• **DATA SUPPLIED**:
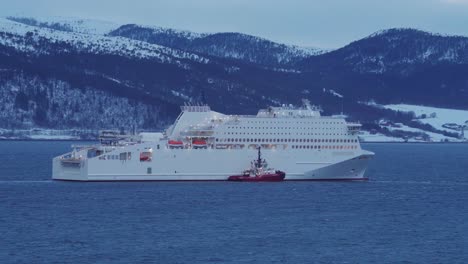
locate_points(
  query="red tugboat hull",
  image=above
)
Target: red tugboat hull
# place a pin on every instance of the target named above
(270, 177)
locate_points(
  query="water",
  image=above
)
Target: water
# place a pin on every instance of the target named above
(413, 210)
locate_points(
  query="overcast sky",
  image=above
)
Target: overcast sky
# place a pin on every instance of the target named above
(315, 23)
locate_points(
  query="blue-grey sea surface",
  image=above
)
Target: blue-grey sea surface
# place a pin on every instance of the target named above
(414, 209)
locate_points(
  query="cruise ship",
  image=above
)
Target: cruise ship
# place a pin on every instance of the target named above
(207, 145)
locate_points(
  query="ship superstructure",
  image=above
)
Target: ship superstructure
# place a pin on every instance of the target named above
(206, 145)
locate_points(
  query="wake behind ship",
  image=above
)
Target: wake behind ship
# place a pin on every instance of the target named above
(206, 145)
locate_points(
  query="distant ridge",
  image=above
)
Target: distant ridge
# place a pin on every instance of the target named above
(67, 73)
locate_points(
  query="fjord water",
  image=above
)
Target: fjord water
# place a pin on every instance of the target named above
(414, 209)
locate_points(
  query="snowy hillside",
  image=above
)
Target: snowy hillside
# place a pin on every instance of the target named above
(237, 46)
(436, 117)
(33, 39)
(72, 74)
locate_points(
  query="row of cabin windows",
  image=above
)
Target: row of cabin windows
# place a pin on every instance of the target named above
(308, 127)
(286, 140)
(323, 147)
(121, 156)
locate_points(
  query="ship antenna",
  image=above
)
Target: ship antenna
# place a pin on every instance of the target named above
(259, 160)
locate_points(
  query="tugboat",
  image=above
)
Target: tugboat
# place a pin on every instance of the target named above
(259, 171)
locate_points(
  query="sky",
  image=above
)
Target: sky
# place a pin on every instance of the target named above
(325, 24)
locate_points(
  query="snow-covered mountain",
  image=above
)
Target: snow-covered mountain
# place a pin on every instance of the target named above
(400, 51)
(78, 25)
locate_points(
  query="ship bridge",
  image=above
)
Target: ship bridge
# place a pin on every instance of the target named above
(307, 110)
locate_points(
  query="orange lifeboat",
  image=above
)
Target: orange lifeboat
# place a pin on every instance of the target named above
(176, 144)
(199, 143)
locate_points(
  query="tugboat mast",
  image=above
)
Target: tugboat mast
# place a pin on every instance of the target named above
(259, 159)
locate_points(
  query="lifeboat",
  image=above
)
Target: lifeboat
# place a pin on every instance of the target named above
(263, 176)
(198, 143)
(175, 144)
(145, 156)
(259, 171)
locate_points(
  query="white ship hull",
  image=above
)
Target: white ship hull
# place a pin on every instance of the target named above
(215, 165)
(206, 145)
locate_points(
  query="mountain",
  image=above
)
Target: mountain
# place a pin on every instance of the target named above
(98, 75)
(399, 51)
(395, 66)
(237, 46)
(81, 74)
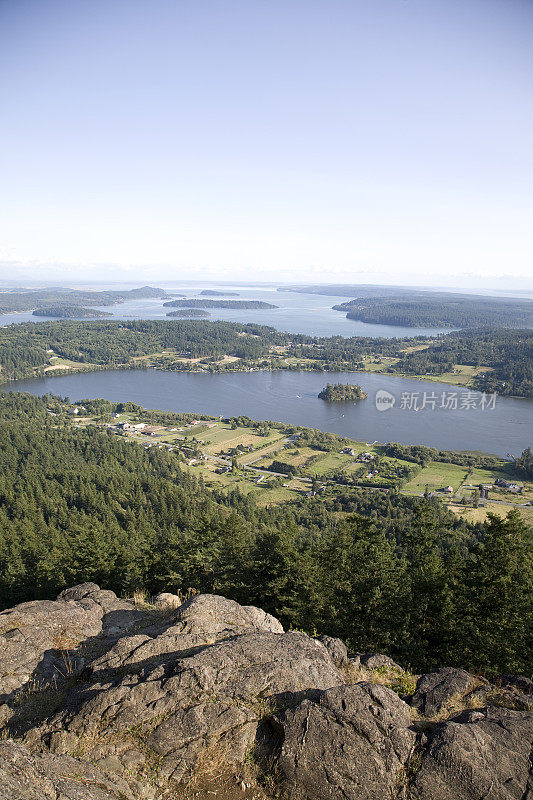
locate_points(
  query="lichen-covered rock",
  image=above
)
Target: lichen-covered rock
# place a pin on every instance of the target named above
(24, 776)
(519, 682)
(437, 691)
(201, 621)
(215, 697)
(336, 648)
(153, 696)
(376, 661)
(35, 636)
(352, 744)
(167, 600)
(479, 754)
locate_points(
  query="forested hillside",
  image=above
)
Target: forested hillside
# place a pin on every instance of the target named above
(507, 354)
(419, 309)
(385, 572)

--

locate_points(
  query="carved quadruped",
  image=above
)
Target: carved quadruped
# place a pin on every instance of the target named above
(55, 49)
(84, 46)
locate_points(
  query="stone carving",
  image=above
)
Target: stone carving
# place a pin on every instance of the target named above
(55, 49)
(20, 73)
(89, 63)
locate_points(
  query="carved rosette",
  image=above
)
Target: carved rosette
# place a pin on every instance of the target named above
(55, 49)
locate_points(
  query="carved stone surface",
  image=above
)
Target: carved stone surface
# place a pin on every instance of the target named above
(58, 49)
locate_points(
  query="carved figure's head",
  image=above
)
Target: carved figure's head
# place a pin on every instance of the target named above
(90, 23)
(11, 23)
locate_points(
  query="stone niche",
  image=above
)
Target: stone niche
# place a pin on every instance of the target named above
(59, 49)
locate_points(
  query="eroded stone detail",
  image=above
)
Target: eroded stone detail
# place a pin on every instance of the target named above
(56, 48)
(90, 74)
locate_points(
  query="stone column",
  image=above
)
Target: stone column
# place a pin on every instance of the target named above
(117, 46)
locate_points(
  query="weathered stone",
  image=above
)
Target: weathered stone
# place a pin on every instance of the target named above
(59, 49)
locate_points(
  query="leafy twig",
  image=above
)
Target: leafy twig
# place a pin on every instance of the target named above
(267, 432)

• **PROBLEM**: Collect every line of the items above that contains the string "tugboat", and treat case as significant.

• **COMPLETED EXERCISE**:
  query="red tugboat hull",
Target: red tugboat hull
  query="tugboat",
Target: tugboat
  query="tugboat mast",
Target: tugboat mast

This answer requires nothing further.